== Saved data entries ==
*****

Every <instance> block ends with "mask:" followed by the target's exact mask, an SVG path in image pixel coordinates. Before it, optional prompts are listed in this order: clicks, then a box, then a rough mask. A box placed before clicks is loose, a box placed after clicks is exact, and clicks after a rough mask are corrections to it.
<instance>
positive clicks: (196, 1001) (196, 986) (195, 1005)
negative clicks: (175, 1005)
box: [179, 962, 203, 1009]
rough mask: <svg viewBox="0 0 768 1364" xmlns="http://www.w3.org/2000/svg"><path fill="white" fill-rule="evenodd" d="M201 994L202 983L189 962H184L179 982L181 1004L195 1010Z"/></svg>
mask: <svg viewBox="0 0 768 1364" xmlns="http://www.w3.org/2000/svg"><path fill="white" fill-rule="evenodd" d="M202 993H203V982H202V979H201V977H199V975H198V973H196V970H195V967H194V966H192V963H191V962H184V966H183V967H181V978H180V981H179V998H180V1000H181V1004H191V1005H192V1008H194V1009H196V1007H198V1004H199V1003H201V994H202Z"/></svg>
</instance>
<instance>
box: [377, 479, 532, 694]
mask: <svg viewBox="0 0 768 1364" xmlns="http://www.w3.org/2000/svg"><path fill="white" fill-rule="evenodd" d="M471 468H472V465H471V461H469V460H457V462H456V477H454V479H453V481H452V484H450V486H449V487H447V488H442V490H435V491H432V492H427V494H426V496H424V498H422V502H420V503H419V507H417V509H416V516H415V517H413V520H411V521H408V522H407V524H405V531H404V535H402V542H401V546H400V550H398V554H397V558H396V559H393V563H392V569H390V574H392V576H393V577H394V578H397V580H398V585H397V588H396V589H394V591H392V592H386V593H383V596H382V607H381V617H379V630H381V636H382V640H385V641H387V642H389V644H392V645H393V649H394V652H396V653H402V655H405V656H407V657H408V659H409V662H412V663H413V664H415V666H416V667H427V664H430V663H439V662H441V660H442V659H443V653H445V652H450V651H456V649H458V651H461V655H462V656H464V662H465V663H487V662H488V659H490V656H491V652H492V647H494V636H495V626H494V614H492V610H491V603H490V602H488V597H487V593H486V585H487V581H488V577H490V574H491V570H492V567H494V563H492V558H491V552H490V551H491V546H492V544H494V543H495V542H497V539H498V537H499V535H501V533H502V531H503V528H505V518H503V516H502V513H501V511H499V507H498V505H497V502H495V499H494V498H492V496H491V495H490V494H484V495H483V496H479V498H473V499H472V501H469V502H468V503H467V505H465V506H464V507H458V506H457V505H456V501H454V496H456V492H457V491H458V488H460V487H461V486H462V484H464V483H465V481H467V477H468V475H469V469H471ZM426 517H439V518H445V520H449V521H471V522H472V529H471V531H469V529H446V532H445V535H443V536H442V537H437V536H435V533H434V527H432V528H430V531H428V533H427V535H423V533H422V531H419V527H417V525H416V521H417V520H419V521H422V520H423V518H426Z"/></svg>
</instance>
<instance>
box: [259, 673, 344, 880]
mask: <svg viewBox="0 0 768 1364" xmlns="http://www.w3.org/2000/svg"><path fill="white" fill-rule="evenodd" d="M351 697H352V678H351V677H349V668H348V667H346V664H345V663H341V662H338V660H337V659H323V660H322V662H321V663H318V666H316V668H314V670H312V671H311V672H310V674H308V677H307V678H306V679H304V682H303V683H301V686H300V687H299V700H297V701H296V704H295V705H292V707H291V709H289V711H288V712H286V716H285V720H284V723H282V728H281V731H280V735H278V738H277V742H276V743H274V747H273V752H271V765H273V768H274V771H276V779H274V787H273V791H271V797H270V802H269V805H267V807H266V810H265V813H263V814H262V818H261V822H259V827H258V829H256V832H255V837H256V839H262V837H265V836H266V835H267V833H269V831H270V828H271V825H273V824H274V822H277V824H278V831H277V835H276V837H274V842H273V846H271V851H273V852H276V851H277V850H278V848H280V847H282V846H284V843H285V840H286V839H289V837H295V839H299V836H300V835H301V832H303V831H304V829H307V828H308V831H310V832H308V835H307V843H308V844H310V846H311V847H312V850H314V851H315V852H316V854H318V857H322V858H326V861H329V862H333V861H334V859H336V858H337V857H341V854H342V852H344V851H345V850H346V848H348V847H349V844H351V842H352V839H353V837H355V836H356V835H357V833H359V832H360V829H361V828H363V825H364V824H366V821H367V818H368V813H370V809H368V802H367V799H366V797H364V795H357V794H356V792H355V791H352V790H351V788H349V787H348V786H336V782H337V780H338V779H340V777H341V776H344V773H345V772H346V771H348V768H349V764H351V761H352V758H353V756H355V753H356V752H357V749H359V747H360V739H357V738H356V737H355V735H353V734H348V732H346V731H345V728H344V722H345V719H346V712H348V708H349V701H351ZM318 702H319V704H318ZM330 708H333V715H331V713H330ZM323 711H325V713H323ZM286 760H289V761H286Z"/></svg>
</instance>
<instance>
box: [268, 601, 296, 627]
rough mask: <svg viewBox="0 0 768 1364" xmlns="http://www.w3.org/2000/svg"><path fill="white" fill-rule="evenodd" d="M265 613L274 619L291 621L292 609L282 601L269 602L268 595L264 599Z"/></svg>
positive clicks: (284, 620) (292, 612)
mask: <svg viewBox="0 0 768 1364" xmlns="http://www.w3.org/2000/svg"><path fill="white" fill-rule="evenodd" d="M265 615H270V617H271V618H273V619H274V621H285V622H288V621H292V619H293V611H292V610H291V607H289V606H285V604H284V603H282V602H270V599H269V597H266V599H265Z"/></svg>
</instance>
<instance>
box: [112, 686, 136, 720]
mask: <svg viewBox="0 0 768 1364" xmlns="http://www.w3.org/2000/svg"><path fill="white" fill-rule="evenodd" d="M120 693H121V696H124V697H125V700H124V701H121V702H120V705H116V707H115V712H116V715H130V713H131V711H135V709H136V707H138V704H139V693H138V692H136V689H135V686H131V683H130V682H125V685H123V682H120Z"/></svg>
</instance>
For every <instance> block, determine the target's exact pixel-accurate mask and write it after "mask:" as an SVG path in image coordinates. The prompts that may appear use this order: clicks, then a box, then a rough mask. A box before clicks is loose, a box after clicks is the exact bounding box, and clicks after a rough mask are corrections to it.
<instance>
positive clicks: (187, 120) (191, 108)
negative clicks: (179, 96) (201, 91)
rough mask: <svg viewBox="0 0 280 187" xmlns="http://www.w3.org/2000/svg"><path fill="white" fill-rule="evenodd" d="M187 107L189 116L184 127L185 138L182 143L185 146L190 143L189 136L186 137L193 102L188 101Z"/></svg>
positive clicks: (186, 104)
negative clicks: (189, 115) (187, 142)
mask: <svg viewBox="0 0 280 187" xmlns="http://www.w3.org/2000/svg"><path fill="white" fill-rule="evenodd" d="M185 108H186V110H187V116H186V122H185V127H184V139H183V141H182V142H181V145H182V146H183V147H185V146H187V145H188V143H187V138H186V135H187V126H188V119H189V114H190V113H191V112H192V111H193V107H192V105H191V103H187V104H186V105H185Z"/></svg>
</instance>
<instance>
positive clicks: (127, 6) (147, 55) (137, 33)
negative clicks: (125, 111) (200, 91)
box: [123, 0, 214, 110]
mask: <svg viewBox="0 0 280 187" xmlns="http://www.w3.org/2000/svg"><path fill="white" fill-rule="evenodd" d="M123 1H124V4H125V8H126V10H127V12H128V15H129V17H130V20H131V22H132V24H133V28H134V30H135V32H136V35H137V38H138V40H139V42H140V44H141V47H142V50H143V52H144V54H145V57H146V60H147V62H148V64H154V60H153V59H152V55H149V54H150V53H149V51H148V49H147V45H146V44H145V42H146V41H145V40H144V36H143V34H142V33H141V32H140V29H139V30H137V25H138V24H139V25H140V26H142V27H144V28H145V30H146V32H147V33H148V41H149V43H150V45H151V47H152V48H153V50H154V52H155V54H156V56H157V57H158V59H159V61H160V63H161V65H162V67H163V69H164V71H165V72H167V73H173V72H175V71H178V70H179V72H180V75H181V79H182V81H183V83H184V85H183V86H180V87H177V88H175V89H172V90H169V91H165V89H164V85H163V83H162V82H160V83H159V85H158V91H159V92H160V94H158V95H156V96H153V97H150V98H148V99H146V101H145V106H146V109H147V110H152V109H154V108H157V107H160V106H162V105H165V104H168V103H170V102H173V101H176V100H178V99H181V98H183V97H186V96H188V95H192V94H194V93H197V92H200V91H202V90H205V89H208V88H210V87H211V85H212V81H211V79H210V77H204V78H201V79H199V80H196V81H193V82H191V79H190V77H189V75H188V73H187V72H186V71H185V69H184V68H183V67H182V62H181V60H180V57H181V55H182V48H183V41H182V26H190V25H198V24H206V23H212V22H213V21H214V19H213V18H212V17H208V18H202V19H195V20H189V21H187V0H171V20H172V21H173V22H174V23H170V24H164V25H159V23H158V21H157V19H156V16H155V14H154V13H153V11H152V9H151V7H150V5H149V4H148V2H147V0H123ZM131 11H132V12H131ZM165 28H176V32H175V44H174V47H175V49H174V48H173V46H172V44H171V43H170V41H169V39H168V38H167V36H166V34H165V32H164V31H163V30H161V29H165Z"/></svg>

*****

== TASK ITEM ==
Among the records above, find the lines where the word "order" appears and copy them.

== SOLUTION TO THE PROBLEM ==
Every <instance> block ends with "mask:" followed by the target's exact mask, an SVG path in image pixel coordinates. Before it, optional prompts are listed in this order: clicks, then a box, then a rough mask. A box placed before clicks is loose, a box placed after clicks is exact, and clicks after a rough mask are corrections to it.
For every <instance> block, determine the target's exact pixel-accurate mask and write it after "mask:" as an SVG path in image coordinates. The prompts that may appear use this order: clicks, then a box, then a rough mask. A box before clicks is loose, a box after clicks is the exact bounding box, and clicks after a rough mask are corrections to it.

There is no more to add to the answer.